Region pointing data
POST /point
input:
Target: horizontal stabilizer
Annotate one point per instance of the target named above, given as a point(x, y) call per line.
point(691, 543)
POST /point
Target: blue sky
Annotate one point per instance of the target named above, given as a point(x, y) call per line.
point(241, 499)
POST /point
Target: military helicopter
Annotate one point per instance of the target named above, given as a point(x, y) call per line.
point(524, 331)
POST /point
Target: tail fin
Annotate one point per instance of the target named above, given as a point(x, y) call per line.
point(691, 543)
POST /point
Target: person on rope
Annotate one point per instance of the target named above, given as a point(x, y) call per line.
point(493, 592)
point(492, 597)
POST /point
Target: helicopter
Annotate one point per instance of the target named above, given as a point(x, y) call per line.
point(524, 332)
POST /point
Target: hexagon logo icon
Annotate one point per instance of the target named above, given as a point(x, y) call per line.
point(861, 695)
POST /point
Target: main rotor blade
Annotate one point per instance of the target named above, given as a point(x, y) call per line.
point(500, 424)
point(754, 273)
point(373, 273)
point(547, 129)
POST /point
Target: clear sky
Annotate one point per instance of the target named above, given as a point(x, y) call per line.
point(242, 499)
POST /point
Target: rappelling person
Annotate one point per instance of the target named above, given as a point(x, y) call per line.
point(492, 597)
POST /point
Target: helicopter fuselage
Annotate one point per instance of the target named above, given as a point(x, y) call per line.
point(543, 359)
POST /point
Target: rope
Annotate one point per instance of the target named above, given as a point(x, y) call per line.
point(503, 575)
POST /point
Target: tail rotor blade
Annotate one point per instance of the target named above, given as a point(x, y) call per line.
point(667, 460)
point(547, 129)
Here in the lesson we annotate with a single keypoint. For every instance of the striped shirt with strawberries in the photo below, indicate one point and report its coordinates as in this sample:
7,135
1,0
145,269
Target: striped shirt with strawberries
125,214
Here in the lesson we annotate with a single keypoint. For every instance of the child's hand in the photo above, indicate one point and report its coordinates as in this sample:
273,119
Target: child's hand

▸ Work instructions
Repeat exactly the lines from the first line of the records above through the line containing "Target: hexagon logo icon", both included, and nothing else.

▸ Response to this task
POST /point
input:
Target: horizontal stabilizer
Annotate one point per instance of the target named above, given as a point(x, y) call per line.
point(691, 543)
POST /point
Target: blue sky
Annotate one point per instance of the target named above, given as a point(x, y) call per line.
point(241, 499)
POST /point
Target: military helicopter
Annotate one point per instance of the target named above, given as a point(x, y) call per line.
point(524, 331)
POST /point
Target: tail fin
Annotate one point per instance of the target named above, given as a point(x, y) call per line.
point(691, 543)
POST /point
Target: person on rope
Annotate one point per instance of the target named above, given as a point(x, y) call per line.
point(493, 592)
point(492, 597)
POST /point
Target: helicopter
Annotate one point per instance of the target named above, given as a point(x, y) call per line.
point(524, 332)
POST /point
Target: hexagon logo icon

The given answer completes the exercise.